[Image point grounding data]
[Start of Attachment]
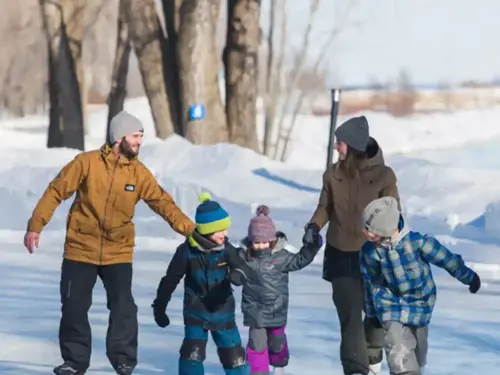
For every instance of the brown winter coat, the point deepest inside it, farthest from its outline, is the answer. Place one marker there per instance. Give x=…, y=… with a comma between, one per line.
x=342, y=200
x=99, y=224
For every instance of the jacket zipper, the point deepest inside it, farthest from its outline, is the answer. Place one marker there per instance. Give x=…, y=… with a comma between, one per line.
x=105, y=210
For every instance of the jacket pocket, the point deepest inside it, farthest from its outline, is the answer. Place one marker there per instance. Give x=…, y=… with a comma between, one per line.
x=409, y=276
x=124, y=235
x=272, y=306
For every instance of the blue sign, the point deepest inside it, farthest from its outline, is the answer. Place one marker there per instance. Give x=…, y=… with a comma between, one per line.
x=197, y=112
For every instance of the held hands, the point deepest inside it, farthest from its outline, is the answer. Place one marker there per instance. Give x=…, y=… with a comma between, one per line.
x=31, y=240
x=312, y=237
x=161, y=317
x=475, y=284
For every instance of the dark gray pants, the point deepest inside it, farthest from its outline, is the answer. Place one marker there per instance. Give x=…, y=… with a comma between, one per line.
x=361, y=344
x=405, y=348
x=77, y=284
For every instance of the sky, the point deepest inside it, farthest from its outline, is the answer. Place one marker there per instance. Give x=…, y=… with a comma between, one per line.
x=436, y=41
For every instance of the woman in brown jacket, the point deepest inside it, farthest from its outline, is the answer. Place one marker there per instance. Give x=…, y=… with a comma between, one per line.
x=359, y=177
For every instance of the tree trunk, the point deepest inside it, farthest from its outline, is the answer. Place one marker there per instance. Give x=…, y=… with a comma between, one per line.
x=219, y=129
x=241, y=61
x=66, y=119
x=199, y=68
x=118, y=92
x=171, y=61
x=147, y=38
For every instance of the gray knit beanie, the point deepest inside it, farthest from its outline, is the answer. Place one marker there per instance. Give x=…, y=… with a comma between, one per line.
x=381, y=216
x=123, y=124
x=354, y=132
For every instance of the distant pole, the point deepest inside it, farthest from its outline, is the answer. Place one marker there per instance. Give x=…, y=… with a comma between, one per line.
x=335, y=95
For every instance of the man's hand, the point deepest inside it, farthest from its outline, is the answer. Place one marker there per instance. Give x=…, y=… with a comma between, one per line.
x=31, y=240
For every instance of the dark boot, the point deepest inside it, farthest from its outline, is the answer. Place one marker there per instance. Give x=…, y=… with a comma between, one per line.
x=124, y=370
x=66, y=369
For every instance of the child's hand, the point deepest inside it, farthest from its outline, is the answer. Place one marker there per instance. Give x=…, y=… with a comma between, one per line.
x=161, y=317
x=237, y=277
x=312, y=237
x=310, y=234
x=475, y=284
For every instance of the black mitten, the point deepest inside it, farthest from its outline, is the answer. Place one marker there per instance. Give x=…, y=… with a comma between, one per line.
x=161, y=317
x=311, y=233
x=475, y=284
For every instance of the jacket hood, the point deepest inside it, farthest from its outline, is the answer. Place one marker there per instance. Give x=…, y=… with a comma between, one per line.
x=108, y=155
x=375, y=155
x=403, y=229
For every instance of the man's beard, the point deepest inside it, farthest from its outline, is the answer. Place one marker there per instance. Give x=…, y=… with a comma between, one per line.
[End of Attachment]
Retype the records above exactly, and keep any picture out of what you write.

For every instance of the brown winter coat, the point deepest inside it, farthest from its outline, is the answer. Place one marker there per instance. Give x=…, y=… with a comma between, one per line.
x=342, y=200
x=99, y=224
For every instance of the jacket zipper, the point deepest inside it, farthest from its outline, is the answer. Place one marker there per instance. Give x=…, y=… with a comma between, one per line.
x=105, y=210
For every instance of the jacket pocket, the point deepest inside it, farthest from its outline, is the answer. Place one marker there per instance. Give x=…, y=… with a comma between, one per line.
x=409, y=276
x=124, y=235
x=272, y=306
For every instance of the blue sign, the point deepest inside it, farthest from its outline, is the answer. Place one marker there per instance. Give x=…, y=… with a comma between, one per line.
x=197, y=112
For every instance of the held hands, the point deepest inside it, farthest from its outline, is the answer. Place one marker there per instance. Give x=…, y=… with a comma between, one per line.
x=31, y=240
x=312, y=237
x=161, y=317
x=475, y=284
For every instance of the dark gray pants, the point deepest inside it, farthest from its outline, is the answer. Place one marker there per instance. Give x=…, y=… with a comma between, one per line.
x=361, y=344
x=405, y=348
x=77, y=284
For every instance of the sky, the point deepest inside it, farthest from its outline, is the answer. Place one marker there per instance. Give x=…, y=… with a comma between, one per line.
x=436, y=41
For every instance of the woman in brown jacket, the point deepest inside it, farthest from its outline, is the answer. Place one marker there per instance. Give x=…, y=… with a comma between, one per line.
x=359, y=177
For every instance of the tree trunk, the point deepest inside it, farthest from its outline, is the answer. Place one marker there per instance. Give x=…, y=… with a comma between, one per line.
x=219, y=129
x=241, y=61
x=66, y=119
x=199, y=68
x=118, y=92
x=171, y=61
x=147, y=38
For every instance of the gray knit beanie, the point deepest inside it, farthest from its outline, is the answer. Place one marker there per instance. Give x=…, y=… with a comma between, one per line.
x=381, y=216
x=123, y=124
x=354, y=132
For every instance of the distant pole, the point deepest inside it, farthest from its outline, is the answer. Place one marker there per instance. Give x=…, y=… with a comma between, one per line.
x=335, y=95
For every instance of the man's hand, the point deepest inside it, farthest from its outline, is the answer. Place one marker there per instance. Give x=…, y=… with a comma between, one per line.
x=31, y=240
For every instance of the dark boot, the point deepest inside it, farthest from its outline, is the answer. Place one marker there per instance. Give x=…, y=… with a comma between, one per line.
x=124, y=370
x=66, y=369
For every instance of the child's hand, the point deepest inside it, farthest from its outline, is the answer. Place one marker there per instance. Give x=…, y=… with a comma between, one per line.
x=161, y=317
x=237, y=277
x=312, y=237
x=310, y=234
x=475, y=284
For every instance of the black mitten, the point deepest inside it, farthest from its outline, is the answer. Place one marker there per instance. Give x=…, y=… with a comma between, one per line.
x=161, y=317
x=311, y=233
x=475, y=284
For every instance of the jacket hood, the point deepest inside it, farthest from its outline, is the answer. Place one marker there per instance. Give x=…, y=… with a comma between, one per line.
x=108, y=155
x=375, y=155
x=403, y=229
For every instance of the man's beard, the point deepest inside it, farthest from its outline, is the answer. Place one marker there per instance. Give x=…, y=… with a comma between, one per line.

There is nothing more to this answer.